===== RECORDS FOR THE TASK =====

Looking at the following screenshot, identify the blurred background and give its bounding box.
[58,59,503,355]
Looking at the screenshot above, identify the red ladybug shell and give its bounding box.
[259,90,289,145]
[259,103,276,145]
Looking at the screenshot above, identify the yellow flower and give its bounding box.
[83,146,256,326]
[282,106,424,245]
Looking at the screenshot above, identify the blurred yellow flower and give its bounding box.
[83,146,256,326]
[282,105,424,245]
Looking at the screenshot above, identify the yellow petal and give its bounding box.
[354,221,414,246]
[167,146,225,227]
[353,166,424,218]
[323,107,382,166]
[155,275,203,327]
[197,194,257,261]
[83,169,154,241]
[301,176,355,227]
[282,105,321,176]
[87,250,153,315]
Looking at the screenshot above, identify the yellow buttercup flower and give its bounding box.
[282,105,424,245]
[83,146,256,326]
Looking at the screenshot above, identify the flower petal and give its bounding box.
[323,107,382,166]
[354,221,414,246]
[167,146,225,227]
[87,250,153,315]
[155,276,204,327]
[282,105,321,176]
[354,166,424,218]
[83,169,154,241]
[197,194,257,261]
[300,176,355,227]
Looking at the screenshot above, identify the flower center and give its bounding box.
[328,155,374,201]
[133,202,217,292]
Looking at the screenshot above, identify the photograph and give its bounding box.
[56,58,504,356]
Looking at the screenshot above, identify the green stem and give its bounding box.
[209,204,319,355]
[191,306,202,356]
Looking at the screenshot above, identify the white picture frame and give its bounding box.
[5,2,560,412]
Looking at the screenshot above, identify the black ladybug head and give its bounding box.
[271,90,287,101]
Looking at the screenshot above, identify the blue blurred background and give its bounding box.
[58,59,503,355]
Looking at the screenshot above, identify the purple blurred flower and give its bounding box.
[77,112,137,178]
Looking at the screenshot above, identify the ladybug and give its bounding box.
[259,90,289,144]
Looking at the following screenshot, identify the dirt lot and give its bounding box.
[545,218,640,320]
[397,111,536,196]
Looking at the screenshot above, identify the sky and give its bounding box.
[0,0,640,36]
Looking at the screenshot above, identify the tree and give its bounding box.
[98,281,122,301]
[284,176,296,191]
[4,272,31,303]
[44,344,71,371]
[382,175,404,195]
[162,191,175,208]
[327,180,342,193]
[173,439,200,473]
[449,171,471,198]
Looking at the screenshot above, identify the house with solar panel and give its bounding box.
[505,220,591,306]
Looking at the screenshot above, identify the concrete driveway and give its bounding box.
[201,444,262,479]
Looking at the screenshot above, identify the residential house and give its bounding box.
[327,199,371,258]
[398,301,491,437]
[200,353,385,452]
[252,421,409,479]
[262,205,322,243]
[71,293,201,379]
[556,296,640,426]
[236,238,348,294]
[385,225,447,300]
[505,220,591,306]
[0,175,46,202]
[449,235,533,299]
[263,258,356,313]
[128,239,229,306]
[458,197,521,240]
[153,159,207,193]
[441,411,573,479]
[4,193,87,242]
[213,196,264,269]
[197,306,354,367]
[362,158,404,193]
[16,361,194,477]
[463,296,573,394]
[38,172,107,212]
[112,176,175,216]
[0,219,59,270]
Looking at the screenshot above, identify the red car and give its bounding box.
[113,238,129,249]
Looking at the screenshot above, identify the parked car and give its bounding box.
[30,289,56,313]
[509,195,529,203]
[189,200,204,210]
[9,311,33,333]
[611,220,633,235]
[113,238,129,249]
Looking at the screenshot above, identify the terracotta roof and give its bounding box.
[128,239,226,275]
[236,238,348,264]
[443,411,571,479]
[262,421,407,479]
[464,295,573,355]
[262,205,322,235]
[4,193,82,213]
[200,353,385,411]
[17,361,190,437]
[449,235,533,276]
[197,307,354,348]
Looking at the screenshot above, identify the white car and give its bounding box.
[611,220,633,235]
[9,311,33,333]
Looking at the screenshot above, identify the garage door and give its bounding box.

=====

Can you rewrite everything from the item containing "Looking at the screenshot above, identify the red car" down to the end of the items, replacing "terracotta roof" with "clay tile roof" and leaving everything else unchanged?

* [TASK OUTPUT]
Looking at the screenshot above, identify the red car and give its bounding box.
[113,238,129,249]
Looking at the screenshot above, identify the parked car and give its bounding box.
[30,289,56,313]
[509,195,529,203]
[189,200,204,210]
[9,311,33,333]
[611,220,633,235]
[113,238,129,249]
Looking at the screenshot above, identify the clay tile roof and give its bounding box.
[128,239,226,275]
[236,238,348,264]
[443,411,571,479]
[262,421,407,479]
[464,295,573,355]
[262,205,322,235]
[4,193,82,213]
[200,353,385,411]
[17,361,190,437]
[449,235,533,276]
[197,307,354,348]
Looking at the screenshot above, identify the white car and give its bounding box.
[611,220,633,235]
[9,311,33,333]
Looking at the screenshot above, identify the garage door and give its bounding box.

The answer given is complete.